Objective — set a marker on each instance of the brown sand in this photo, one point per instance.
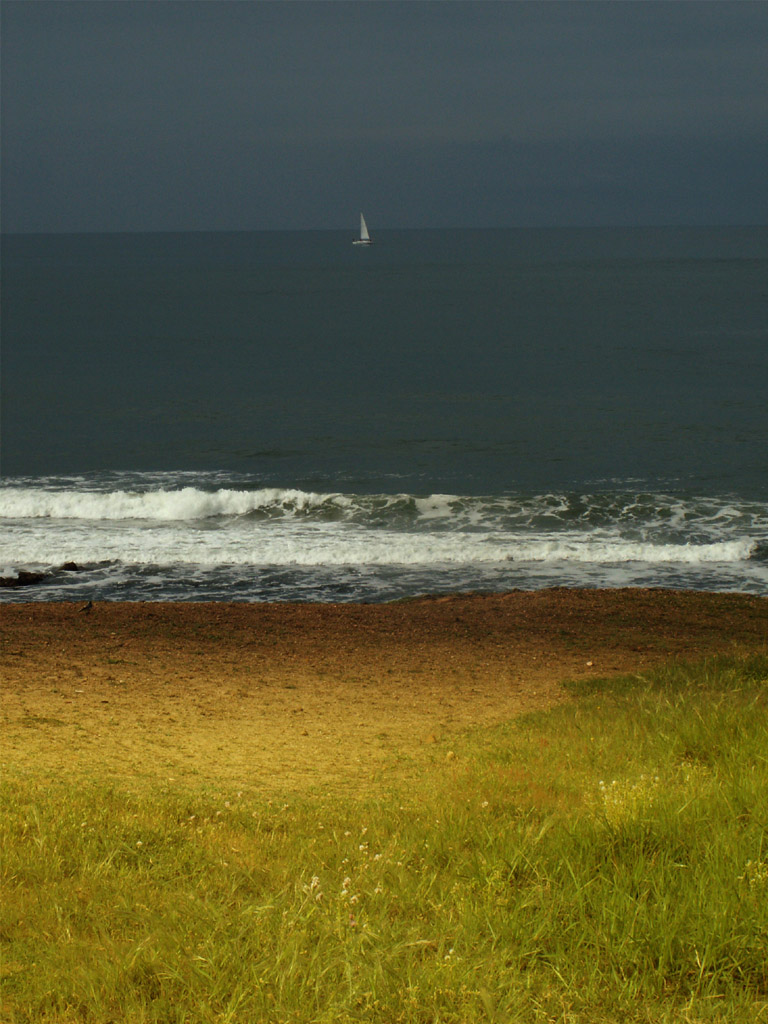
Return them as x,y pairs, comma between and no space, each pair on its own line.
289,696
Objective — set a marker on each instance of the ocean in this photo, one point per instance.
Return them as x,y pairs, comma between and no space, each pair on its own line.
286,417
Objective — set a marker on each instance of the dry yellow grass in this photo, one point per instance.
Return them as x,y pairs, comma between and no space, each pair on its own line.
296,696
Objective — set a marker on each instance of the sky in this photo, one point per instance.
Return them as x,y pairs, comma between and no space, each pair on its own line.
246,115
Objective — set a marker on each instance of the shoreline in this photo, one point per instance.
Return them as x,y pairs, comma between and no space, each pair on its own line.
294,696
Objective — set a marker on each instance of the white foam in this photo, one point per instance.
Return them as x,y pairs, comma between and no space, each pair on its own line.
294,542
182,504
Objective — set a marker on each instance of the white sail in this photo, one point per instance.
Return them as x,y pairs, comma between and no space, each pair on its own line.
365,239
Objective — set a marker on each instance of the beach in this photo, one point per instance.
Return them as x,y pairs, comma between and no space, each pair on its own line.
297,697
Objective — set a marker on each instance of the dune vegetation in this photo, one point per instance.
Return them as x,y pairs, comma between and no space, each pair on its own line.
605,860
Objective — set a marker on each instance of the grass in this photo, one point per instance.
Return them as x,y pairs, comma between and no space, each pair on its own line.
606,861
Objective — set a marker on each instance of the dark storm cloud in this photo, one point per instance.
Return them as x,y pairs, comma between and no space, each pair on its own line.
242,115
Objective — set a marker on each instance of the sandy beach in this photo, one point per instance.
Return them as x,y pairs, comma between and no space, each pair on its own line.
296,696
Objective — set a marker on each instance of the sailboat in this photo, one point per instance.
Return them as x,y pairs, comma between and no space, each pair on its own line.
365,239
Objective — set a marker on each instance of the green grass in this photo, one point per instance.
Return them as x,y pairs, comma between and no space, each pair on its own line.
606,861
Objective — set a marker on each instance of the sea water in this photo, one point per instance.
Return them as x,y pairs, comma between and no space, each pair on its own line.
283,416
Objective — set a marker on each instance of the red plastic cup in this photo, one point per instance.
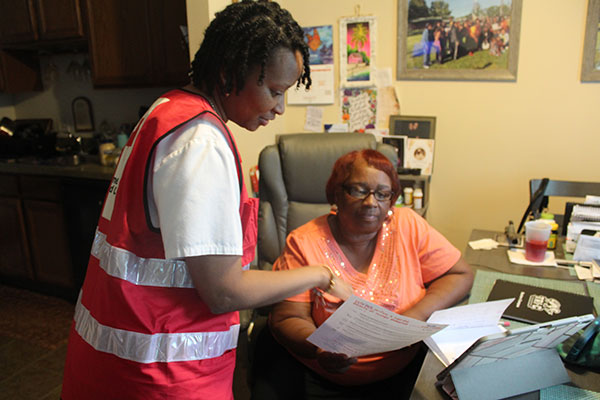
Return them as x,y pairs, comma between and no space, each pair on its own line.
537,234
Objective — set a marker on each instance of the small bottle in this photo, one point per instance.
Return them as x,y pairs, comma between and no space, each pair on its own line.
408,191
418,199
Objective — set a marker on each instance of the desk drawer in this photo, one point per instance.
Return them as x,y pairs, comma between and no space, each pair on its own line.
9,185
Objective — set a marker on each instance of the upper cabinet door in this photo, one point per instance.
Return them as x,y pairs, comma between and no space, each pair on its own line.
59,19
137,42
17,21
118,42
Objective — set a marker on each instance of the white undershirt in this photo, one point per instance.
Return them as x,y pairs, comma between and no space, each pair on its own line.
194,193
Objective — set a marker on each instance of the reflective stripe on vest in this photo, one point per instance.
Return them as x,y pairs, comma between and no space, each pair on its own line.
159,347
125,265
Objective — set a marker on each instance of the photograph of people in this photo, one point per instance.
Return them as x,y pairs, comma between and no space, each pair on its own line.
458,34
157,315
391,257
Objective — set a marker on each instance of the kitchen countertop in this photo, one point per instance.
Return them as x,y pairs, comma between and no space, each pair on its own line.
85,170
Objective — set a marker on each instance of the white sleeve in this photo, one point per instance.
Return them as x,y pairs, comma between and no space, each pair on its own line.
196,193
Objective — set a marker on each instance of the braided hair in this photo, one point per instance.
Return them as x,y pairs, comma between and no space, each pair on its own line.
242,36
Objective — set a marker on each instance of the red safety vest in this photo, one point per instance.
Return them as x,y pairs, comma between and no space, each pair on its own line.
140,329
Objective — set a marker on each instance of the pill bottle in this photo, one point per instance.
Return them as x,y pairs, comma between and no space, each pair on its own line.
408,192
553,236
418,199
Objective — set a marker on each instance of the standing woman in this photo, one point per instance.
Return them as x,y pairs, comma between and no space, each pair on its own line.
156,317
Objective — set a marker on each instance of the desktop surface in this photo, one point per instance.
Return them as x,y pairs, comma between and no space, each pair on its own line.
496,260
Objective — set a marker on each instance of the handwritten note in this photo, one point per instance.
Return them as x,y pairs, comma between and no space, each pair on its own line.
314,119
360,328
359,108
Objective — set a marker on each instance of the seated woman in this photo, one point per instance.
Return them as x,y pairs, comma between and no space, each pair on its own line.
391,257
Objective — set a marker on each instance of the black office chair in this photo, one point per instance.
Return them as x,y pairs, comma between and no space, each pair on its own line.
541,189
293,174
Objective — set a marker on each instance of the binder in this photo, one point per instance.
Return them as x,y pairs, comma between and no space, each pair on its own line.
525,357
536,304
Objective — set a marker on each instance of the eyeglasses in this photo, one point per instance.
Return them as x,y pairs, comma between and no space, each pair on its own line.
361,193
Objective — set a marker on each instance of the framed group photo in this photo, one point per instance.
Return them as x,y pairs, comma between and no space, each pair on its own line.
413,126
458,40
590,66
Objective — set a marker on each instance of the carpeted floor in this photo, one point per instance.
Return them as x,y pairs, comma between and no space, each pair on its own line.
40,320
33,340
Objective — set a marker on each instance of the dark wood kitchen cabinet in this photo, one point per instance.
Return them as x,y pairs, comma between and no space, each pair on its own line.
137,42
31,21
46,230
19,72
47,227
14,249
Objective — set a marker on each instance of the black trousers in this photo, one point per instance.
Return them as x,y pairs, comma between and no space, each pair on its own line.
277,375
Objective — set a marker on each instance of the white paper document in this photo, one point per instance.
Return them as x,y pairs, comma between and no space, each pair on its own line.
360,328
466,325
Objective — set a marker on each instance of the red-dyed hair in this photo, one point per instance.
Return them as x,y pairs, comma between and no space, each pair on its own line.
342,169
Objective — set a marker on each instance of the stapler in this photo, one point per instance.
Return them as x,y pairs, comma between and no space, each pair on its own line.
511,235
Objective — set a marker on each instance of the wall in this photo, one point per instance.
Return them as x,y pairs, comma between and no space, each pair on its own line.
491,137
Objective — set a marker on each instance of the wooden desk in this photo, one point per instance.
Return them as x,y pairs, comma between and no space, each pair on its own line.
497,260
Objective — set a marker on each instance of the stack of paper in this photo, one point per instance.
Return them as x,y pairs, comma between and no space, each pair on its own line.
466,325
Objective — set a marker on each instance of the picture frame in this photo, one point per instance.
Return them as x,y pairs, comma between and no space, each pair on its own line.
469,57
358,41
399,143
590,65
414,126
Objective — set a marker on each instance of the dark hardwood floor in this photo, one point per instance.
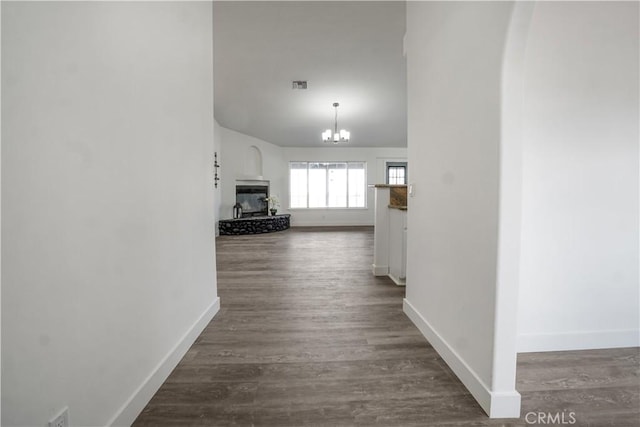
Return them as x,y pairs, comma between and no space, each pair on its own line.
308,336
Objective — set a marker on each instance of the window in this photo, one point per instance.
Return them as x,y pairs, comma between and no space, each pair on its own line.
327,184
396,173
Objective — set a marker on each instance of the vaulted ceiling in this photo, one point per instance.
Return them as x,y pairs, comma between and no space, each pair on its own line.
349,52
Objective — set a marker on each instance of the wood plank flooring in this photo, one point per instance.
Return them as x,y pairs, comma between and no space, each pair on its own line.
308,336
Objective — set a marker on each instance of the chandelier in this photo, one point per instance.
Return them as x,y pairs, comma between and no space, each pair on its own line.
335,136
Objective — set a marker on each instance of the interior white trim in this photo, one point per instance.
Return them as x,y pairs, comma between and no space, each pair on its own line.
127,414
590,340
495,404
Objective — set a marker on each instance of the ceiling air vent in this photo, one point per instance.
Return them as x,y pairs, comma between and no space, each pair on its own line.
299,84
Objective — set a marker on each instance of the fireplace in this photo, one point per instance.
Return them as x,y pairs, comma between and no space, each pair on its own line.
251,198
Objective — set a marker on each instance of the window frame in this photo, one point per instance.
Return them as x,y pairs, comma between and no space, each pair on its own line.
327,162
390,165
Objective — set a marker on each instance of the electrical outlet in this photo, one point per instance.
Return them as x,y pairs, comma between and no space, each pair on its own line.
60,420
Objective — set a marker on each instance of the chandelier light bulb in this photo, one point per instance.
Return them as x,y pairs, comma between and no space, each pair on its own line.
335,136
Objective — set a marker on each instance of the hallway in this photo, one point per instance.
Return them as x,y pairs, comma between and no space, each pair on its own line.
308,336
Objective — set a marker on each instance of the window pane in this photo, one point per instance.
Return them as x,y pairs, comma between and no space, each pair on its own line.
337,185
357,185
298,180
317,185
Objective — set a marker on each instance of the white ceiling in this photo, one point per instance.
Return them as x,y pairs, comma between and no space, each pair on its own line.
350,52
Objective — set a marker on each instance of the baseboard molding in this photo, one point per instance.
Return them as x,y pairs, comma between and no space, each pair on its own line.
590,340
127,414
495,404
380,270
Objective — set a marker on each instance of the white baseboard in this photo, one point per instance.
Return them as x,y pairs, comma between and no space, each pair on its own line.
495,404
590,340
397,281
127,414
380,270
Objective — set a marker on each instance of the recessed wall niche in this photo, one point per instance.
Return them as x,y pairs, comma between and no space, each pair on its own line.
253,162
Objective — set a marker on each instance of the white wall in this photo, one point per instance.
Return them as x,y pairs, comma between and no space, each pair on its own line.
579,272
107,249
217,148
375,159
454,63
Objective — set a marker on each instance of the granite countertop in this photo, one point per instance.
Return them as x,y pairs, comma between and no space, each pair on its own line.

Activity
Within the listing, how many lines hold "kitchen"? Write only that number.

Response
2